>> begin Page text

[Date Prev][Date Next][Thread Prev][Thread Next][Date Index][Thread Index]
Re: Implementing encoded-character
On Wed, 2007-04-04 at 11:23 +0200, Michael Haardt wrote:
> > yes. whitespace is only allowed between hex-pairs. btw, how do you
> > feel about allowing CRLF as well as SPC and TAB between hex-pairs?
>
> Is CRLF allowed inside other ${} expressions (variables)?
variables doesn't allow any whitespace at all.
> > I don't understand this statement.
>
> The grammar matches words inside the character sequence that makes up a
> string. No matter how much of a word is matched, if it is not complete,
> it will be taken as the literal character sequence. That means you
> need infinite look-ahead.
>
> Before looking at it, I expected that if ${hex: is found, it would be
> an error if it were not followed by arguments and a closing brace.

>> end Page text
>> begin Data section

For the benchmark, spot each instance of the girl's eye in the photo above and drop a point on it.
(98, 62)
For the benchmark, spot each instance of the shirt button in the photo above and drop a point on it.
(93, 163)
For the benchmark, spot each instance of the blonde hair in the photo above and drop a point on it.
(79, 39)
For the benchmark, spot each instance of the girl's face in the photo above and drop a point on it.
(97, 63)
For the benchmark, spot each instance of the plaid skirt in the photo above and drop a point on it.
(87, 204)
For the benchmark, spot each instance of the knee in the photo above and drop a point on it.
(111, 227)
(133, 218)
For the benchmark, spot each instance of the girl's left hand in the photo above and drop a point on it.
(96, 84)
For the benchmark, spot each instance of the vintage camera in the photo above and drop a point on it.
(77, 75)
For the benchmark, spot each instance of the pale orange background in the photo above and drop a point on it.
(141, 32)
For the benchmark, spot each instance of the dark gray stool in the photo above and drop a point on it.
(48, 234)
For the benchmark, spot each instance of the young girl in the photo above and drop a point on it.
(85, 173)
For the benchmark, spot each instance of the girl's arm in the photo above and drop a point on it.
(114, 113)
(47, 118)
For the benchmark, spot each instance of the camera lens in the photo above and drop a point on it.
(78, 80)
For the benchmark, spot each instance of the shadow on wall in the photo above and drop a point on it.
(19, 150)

>> end Data section
>> begin Data section

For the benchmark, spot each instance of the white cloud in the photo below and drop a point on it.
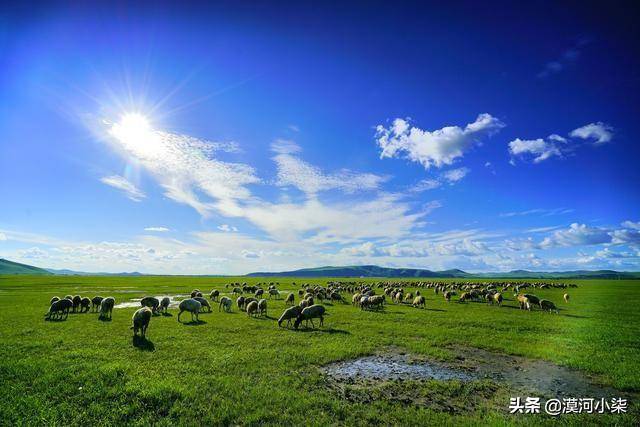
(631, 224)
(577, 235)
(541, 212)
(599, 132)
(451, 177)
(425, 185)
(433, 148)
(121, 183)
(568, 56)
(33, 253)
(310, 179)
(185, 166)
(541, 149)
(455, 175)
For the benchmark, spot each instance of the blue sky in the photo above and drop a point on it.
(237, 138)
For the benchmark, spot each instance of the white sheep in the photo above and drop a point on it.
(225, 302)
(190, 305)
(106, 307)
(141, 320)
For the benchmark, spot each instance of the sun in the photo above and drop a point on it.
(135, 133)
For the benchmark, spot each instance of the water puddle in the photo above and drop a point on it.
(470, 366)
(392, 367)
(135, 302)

>> end Data section
>> begin Data section

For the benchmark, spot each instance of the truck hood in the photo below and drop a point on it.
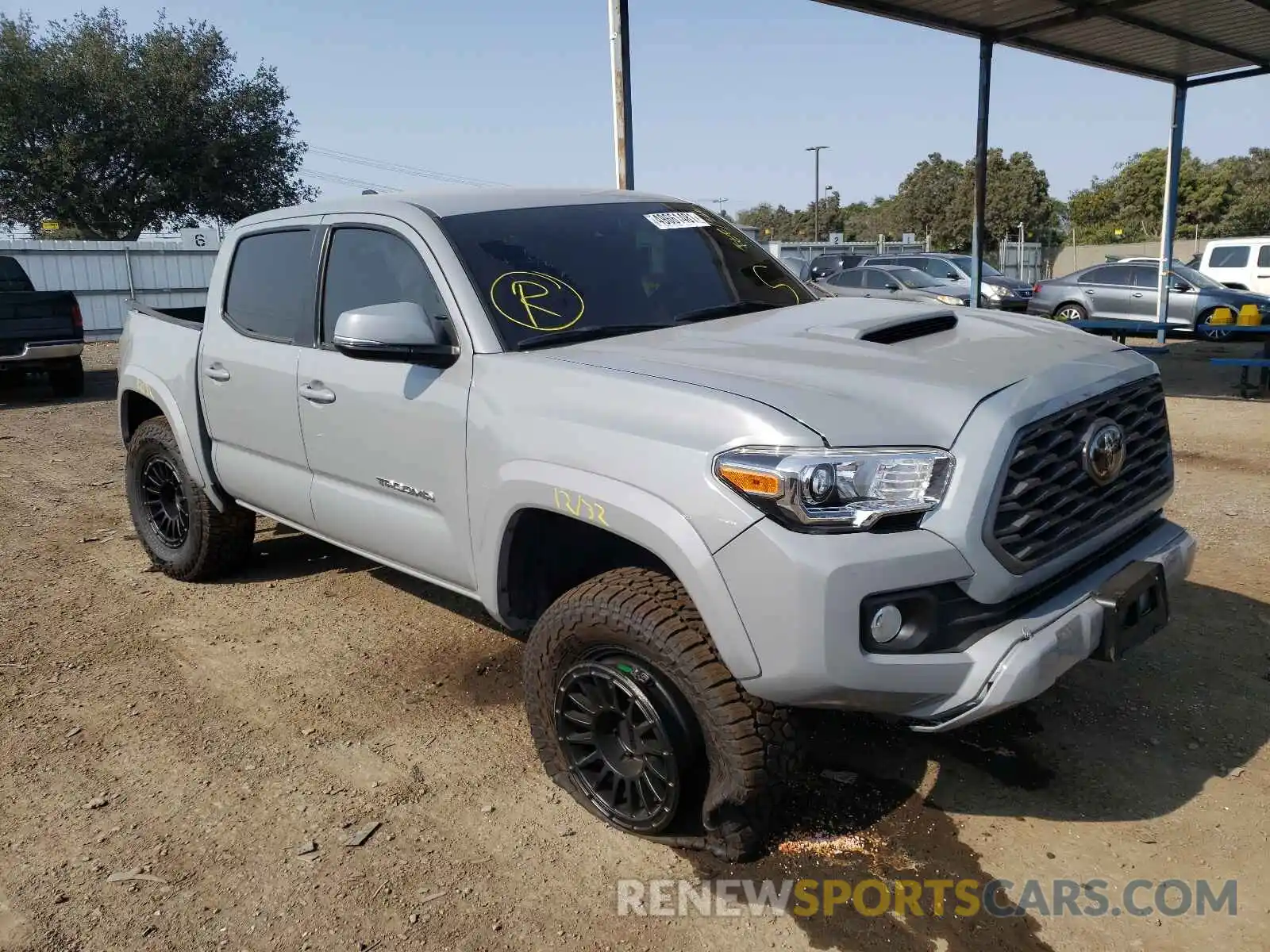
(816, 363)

>> end Data section

Continue the mailing-list reply about implementing encoded-character from the point where it stops.

well, you don't need to backtrack much:
${unicode:cafe ab ab ab ab ab ab
ab ab add ${hex:40 41}}
you just go along, and as soon as you find a syntax "error", you bail
and copy what you've buffered so far verbatim (in this case,
"${unicode: ... add "), then restart the state machine. worst case, the
buffering is the size of the script plus storage for the decoded Unicode
characters while parsing the script.
> So we have:
>
> "${unicode:200000}" -> error
> "${unicode:2000000}" -> "${unicode:2000000}"
>
> I don't particularly like that, because most likely the second was
> never meant that way. Is there any way to change that at this point?
you want to change unicode-hex to 1*HEXDIG instead? the wording should
already handle it, so it's just the ABNF which needs a tweak. that's
fine with me. I think it's Philip's call.
--
Kjetil T.